Note: This is the do-gooder complement to our post on stuff to buy for moms.
“Mother’s Day–that’s such a Hallmark holiday,” skeptics have said. Well, listen up and listen good. Every other day is Children’s Day, or Husband’s Day. So you can suck it up for a day.
I kid (kind of). The sad part about Mother’s Day is that people should be appreciating mothers every day–having a designated day for tributes sort of belittles the other days. Let it be known here that my mother is the most amazing woman I know, but more on that another time. There couldn’t be enough tributes to her.
The Mother’s Day Movement was founded by six women who were surprised to learn that $14 billion was spent in the US alone in 2010 on Mother’s Day celebrations including flowers, cards, and meals. That’s a ton of cash.
“Given the number of women and children suffering globally, and here at home, it is time for everyone to rethink this holiday and donate a portion of Mother’s Day spending to those less fortunate,” the movement’s website reads.
I can get on board with that–note that it said “a portion.” I don’t need flowers or a card (unless crappily made by my kids–take that, Amy Chua!), but I’m not skipping a meal here. Though I will be honest and say that the idea of my gravity-impaired 6 and 7 year olds serving breakfast in bed has me mentally fast-forwarding to the vision of myself cleaning pulpy orange juice and coffee out of my duvet cover. We can skip that too, kids.
My jokey nature aside, there are mothers around the world who do not have the same chances as we do at a good and healthy life for themselves or providing for their children. This year, let’s take a moment to honor and pay tribute to them, giving a little tzedakah to make the world a better place for mothers and children.
A few ideas of where to turn to make a difference in mothers’ lives:
1. Google your local chapter of Jewish Family Services, which provides social services to out-of-work mothers, victims of abuse, and others with a wide range of support services.
2. The National Council for Jewish Women works in both the US and Israel on behalf of womens’ rights. In Israel, for example, they are supporters of coalitions that aim to ensure the rights and well-being of Israeli women, children, and families, including the Israel Forum of Foundations, the Inter-Agency Task Force on Israeli Arabs, and the International Coalition on Agunot Rights (ICAR).
-------------------------
| TASK LIST |
1. According to the Mother's Day post, how many women founded the Mother's Day Movement?
2. How would the Mother's Day post go on after its last sentence? Write what comes next.
Nothing in the lines that follow is needed.

| DATA TO EXAMINE |
-------------------------
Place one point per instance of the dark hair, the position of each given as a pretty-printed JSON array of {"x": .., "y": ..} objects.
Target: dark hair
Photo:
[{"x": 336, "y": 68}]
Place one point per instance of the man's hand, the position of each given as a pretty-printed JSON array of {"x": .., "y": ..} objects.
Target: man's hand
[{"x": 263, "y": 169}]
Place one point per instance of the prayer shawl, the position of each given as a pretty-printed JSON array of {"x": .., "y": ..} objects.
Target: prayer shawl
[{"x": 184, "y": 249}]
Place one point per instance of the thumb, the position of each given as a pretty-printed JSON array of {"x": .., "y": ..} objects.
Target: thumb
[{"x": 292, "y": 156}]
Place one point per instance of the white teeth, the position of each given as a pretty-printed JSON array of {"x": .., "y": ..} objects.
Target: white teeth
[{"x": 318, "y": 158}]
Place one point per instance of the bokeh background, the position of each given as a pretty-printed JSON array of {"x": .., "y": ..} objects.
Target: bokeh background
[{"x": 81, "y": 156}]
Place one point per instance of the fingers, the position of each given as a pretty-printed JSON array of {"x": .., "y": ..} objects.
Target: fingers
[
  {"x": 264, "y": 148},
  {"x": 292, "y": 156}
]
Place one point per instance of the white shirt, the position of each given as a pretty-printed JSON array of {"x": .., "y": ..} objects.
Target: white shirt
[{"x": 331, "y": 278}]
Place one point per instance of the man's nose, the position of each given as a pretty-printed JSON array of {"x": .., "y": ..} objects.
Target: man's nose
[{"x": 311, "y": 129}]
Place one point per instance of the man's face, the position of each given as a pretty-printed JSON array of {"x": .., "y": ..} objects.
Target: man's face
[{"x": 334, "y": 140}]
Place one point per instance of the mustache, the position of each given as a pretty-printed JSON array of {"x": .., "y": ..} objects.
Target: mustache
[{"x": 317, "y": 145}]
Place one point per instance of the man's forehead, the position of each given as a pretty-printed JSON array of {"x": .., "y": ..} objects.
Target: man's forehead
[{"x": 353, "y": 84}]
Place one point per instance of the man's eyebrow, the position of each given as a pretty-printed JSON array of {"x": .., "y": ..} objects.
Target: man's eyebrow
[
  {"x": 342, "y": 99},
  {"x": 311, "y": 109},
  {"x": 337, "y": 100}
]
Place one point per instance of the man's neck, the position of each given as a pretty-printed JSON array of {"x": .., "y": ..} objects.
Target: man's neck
-------------------------
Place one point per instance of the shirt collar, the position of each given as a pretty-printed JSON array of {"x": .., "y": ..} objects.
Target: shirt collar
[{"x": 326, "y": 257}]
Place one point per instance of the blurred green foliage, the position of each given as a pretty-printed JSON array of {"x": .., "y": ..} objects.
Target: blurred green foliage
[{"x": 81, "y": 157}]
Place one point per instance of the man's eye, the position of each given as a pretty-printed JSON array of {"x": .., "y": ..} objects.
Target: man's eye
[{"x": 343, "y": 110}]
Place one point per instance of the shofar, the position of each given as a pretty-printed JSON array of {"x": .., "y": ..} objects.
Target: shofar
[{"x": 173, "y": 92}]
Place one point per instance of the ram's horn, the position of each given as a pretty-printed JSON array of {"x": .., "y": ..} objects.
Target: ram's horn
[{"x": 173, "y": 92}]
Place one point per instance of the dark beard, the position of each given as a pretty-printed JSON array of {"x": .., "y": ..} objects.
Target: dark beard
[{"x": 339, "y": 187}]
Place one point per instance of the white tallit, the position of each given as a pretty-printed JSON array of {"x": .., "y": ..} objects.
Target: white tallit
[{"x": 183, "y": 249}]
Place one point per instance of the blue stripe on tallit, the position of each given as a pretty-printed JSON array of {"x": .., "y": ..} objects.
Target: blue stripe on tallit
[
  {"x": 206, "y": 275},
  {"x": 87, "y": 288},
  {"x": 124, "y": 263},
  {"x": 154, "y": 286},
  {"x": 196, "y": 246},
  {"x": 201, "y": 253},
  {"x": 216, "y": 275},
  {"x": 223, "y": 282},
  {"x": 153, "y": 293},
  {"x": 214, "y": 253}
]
-------------------------
| RESPONSES FOR EACH TASK |
1. Six

2.
3. Vday.org is a global activist movement to stop violence against women and girls, promoting creative events to increase awareness, raise money, and revitalize the spirit of existing anti-violence organizations. V-Day generates broader attention for the fight to stop violence against women and girls, including rape, battery, incest, female genital mutilation (FGM), and sex slavery.
4. The R Baby Foundation is the first and only not-for-profit foundation uniquely focused on saving babies lives through improving pediatric emergency care. R Baby Foundation is dedicated to ensuring that babies, including those in the first month of life suffering from viral infections and other infectious diseases, receive the highest quality of care and service through supporting life-saving pediatric training, education, research, treatment, and equipment.
5. The Fistula Foundation helps women in poor countries to have surgery to fix the damage done to their continence by obstructed labor. The foundation lets donors cover the cost for one woman’s free, safe fistula surgery–either as a one-time donation of $450 or a monthly donation of $37.50.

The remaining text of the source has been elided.